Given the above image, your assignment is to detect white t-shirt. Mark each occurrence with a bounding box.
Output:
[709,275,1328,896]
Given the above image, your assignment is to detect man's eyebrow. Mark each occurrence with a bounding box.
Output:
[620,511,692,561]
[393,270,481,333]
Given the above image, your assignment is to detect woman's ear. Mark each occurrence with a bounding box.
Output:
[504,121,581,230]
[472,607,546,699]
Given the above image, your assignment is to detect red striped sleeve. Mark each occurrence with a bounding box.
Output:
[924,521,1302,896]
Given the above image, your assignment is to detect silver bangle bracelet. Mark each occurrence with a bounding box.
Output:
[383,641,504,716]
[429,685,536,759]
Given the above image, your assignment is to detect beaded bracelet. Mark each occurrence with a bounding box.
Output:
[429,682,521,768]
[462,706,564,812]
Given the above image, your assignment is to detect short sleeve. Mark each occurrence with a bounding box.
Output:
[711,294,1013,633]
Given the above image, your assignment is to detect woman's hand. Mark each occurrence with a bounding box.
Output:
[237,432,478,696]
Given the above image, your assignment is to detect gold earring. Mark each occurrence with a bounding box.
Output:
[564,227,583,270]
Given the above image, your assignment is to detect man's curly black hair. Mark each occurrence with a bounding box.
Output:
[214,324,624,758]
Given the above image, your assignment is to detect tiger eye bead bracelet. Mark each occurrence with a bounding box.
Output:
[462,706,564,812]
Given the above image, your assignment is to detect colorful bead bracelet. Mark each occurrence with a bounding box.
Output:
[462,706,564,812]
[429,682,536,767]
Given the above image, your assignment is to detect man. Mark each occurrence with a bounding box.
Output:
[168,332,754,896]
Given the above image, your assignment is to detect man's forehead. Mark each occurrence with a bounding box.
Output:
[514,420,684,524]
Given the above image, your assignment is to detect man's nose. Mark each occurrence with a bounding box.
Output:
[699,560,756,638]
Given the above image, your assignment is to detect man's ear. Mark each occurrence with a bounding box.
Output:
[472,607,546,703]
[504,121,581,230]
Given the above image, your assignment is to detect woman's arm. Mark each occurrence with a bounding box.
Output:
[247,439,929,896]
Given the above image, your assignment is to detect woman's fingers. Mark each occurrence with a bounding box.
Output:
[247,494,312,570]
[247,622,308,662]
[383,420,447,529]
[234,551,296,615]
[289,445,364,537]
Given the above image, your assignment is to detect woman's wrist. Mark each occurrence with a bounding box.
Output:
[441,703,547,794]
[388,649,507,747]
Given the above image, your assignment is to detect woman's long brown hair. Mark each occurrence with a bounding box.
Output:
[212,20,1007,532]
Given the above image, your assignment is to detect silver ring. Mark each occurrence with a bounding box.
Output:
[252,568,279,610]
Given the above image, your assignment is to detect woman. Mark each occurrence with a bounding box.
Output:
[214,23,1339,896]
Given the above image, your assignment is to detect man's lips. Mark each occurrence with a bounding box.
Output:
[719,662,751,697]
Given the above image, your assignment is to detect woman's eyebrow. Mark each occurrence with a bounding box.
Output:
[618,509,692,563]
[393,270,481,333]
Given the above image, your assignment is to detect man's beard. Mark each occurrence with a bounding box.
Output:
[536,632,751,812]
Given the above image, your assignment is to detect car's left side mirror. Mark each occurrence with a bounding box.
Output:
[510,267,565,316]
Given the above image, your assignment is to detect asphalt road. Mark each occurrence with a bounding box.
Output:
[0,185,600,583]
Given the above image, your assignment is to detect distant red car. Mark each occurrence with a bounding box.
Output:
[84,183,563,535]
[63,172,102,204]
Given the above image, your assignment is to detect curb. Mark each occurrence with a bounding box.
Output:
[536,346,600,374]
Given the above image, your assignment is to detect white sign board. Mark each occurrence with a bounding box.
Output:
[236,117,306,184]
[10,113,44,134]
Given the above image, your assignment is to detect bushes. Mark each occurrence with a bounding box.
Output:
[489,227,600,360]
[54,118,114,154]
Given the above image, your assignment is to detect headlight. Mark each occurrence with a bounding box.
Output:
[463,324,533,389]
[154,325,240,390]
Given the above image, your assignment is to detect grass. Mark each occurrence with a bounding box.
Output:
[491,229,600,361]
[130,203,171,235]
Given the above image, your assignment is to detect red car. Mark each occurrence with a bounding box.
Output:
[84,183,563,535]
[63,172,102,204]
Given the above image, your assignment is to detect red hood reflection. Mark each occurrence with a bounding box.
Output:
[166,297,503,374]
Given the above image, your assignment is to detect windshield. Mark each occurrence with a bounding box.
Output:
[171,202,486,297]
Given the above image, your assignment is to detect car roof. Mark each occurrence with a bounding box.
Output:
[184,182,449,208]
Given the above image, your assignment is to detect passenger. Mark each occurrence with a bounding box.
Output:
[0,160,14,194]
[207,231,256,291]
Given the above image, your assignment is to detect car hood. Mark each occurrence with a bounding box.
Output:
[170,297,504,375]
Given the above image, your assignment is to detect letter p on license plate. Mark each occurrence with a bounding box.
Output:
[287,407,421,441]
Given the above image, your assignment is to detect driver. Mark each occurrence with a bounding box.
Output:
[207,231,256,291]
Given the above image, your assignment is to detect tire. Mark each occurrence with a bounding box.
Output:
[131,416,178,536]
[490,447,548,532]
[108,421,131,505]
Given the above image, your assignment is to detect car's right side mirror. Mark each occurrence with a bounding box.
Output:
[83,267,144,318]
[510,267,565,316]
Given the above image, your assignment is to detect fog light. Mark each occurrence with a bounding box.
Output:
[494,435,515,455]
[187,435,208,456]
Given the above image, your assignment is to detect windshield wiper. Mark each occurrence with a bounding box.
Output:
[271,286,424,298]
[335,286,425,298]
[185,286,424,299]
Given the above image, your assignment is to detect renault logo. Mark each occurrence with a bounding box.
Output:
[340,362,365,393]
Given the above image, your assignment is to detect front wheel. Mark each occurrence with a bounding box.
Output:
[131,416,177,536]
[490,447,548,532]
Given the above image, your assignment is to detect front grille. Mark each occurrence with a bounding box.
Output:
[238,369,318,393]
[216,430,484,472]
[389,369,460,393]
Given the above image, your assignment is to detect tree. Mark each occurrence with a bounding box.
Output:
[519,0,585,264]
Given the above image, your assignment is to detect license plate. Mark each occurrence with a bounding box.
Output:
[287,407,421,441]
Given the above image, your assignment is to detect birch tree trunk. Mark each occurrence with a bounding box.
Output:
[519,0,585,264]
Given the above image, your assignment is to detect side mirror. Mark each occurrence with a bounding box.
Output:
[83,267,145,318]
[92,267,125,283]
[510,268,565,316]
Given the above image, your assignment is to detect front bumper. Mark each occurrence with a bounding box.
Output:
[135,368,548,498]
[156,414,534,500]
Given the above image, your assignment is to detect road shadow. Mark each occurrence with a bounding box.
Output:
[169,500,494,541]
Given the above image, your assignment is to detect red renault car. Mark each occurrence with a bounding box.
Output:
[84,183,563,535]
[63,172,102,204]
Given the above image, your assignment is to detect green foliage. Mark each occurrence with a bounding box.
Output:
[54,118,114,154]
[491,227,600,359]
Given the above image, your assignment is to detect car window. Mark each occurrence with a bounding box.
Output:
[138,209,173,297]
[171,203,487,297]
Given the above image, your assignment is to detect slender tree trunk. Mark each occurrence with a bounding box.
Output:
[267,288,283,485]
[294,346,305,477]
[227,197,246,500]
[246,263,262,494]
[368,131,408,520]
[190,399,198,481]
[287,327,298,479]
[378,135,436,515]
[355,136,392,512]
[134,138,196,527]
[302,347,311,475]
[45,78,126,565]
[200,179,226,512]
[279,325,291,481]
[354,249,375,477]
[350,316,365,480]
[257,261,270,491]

§ **Instructions to follow**: Make an exact copy of the data above.

§ **Written response**:
Given the above image, your assignment is to detect white t-shirt. Mark each occurrence with a bounding box.
Output:
[709,275,1328,896]
Given the above image, your assignment is to detect man's eyebrow. Mark each occurrence with a bounding box.
Output:
[620,511,692,561]
[393,270,481,333]
Given the above image, your assignment is to detect woman's ear. Mark each occurrence with a bounding box.
Output:
[504,121,581,230]
[472,607,546,699]
Given the above image, your assignment is to detect red striped sleeve. Mark each occurrence with a bounding box.
Output:
[924,521,1302,896]
Given the above image, your assignment is to detect silver bangle bracelet. Mark each occurrence with a bounding box.
Output:
[383,641,504,716]
[429,685,536,759]
Given the above image, your assignment is to detect beaded bracelet. Mark each occurrence with a bounding box.
Output:
[429,682,521,768]
[462,706,564,812]
Given the above image, your assignment is to detect short sleeve. Mark each occurrence with a bounding box.
Output:
[711,294,1013,633]
Given the above image, your assignment is to detect woman's hand. Mark each occurrence with a bounding box.
Output:
[237,432,478,696]
Given the above image, your assignment is to detect gold earring. Mark each occurrence with a bounding box.
Output:
[564,227,583,270]
Given the above image, your assignment is to detect man's curly black hair. Mark each occurrence with a bounding box.
Output:
[214,324,624,758]
Given the above image, your assignment is to detect tiger eye bead bracelet. Mark each occurrence with a bounding box.
Output:
[462,706,564,812]
Given the above image, your assignment is to detect colorful bead bracelet. Mark each occurrence with a bounding box.
Output:
[462,706,564,812]
[429,682,536,767]
Given the above image, your assignment is to detect man. Mark each occurrence with a bounding box.
Output:
[168,332,754,896]
Given the above image, your assignment is to detect man's forehead. Mark each occurrence with a bounding box.
Output:
[514,420,684,524]
Given the above image, your assignment is to detect man's nose. Mark each occurrence with a bounding box.
Output:
[699,560,756,638]
Given the above image, your assignment is to detect man's ear. Mark each occurrence with a bounding box.
Output:
[472,607,546,703]
[504,121,581,230]
Given the above image, your assignment is to detect woman's arm. Mark each occurrence with a bounding box.
Output:
[247,439,929,896]
Given the above image, your assignment is to detect woman's fingers. Mark each occurrence with a bounding box.
Output:
[247,494,312,570]
[247,622,308,662]
[383,420,447,529]
[234,551,296,615]
[289,445,364,537]
Given the above image, your assignment is to detect woman's wrist. Mark each occurrence with a bounding box.
Output:
[441,703,547,794]
[388,649,507,747]
Given the above image, your assignment is to detect woman's long brown hair. Mark each occurrence with a bounding box.
Output:
[212,20,1007,532]
Given the above image, your assignment is to detect silver ring. Mark each occurrence with a bounding box.
Output:
[252,568,279,610]
Given the above image, your assignment is to detect woman. Mark each occurrence with a bounding box.
Output:
[214,23,1339,896]
Given the above image, your assignment is to detect man's lips. Mark each occurrence with a bounding box.
Output:
[719,662,751,697]
Given the above image, your assignment is to detect woman's eyebrow. Mark each occurrence with a bounding box.
Output:
[618,509,692,563]
[393,270,481,333]
Given the above image, your assignment is to detect man's beard. Mark each occurrence with a bounding box.
Output:
[536,632,751,812]
Given the above image, your assignment is to detect car's left side mirror. Mark each occurrence with a bounding box.
Output:
[510,267,565,316]
Given the above image, your assignment is to detect asphalt road. Mark each occurrence with a bounding box.
Output:
[0,185,600,583]
Given the above image, your assignment is to detect distant red car. Mark each occurrence with a bounding box.
Output:
[84,183,563,535]
[63,172,102,204]
Given the above image, your assignment is to detect curb. Mark each occurrence with a bounding box.
Output:
[536,346,600,374]
Given the above image, your assignment is to detect white sign board. Mark each occurrence with a bounding box.
Output:
[236,117,306,184]
[10,113,44,134]
Given the above image, your assignment is to detect bushes. Mark each occurrence with a bounding box.
Output:
[489,227,600,360]
[54,118,114,154]
Given the above image, your assignment is to detect headlight. Mark each occurrence with a bounding box.
Output:
[463,324,533,389]
[154,325,240,390]
Given the above image, your assignment is to detect grass. Mark each occurrence with a bounding box.
Output:
[491,229,600,361]
[130,203,171,235]
Given the above image, your assignment is to detect red car. Mark each occurrence with a bounding box.
Output:
[84,183,563,535]
[63,172,102,204]
Given the above image, your assignment is to detect red hood reflection. Mark each occurrence with a bounding box.
Output:
[166,297,503,374]
Given the above image, your assignment is to detect windshield. Mark each occurrence with a bounding box.
Output:
[171,202,486,297]
Given the above image, your assignment is to detect car roof. Mark each occurrence with a bounding box.
Output:
[184,182,449,208]
Given the above image, your assignment is to detect passenger. Mark each occurrence with a bounding box.
Output:
[0,160,14,194]
[207,231,256,291]
Given the above image, your assignment is to detect car hood. Mark each occurrence with a bounding box.
Output:
[170,297,504,375]
Given the above image, your assignment is to detect letter p on license plate. Mark each occurrence with a bounding box.
Output:
[287,407,421,441]
Given the above image, your assignment is to detect driver. Mark each occurrence with a bounding box.
Output:
[207,231,256,291]
Given the above image, your assignment is to detect tire. Mark each occurrence with a bounding box.
Output:
[131,416,178,536]
[490,447,548,532]
[108,421,131,505]
Given the above image, your assignment is to detect car's right side mirror. Mark each occurrence with a bounding box.
Output:
[83,267,144,318]
[510,267,565,316]
Given the above image, your assignment is to detect fog light. Mark each occurrence with a bounding box.
Output:
[494,435,515,455]
[187,435,208,456]
Given the above image, your assignment is to detect windshield wiper. Mark each occurrence with a bounding box.
Output:
[271,286,424,298]
[335,286,425,298]
[185,286,424,299]
Given the above image, your assignment is to detect renault logo. Mark each occurrence with a bounding box.
Output:
[340,362,365,393]
Given the above image, your assignment is to detect front wheel. Mark each occurrence with a bounding box.
Output:
[131,416,177,536]
[490,447,548,532]
Given the above image, your assignment is to detect front grille. Mark each occurrence with a bounding box.
Output:
[238,369,318,393]
[216,430,484,472]
[389,369,460,393]
Given the above image, your assignment is to detect tree. Mark each occurrence with a bounding box.
Output:
[519,0,585,264]
Given the above image, your assignment is to detect license plate. Mark each occurrence with a bounding box.
Output:
[287,407,421,441]
Given the above image, your assignment is to detect birch tree trunk. Mark each occurrence with a bounding box.
Output:
[519,0,585,264]
Given the above image, your assignment is to detect side mirror. Mark each occurrence with a bounding box.
Output:
[83,267,145,318]
[92,267,125,283]
[510,268,565,316]
Given the above image, your assignment is to detect front bumper. Mark each occurrence with a bounding box.
Output:
[135,368,548,498]
[156,414,534,500]
Given the above image, your assignment is to detect road shadow. Mark each occurrence with a bounding box.
Output:
[169,500,494,541]
Given the above image, your assignment is to detect red renault car. Mark each occurrence with a bounding box.
Output:
[84,183,563,535]
[63,172,102,204]
Given the above image, your assignment is to detect green foliage. Mark each occurrence with a bounding box.
Output:
[54,118,114,154]
[491,227,600,359]
Given the above image, your assignment is to detect car window. Mark each occurrence with a bounding box.
Output:
[138,209,173,297]
[171,203,487,297]
Given the above image, your assignment is to detect slender tree trunk. Mark each occurrence with a bounding box.
Output:
[267,288,283,485]
[294,346,305,477]
[227,197,246,500]
[246,263,262,494]
[368,131,408,520]
[190,399,198,481]
[287,327,298,479]
[378,135,436,515]
[355,136,392,512]
[134,138,196,527]
[302,347,311,475]
[45,78,126,565]
[200,179,226,512]
[279,325,291,481]
[354,249,375,477]
[350,316,365,480]
[257,261,270,491]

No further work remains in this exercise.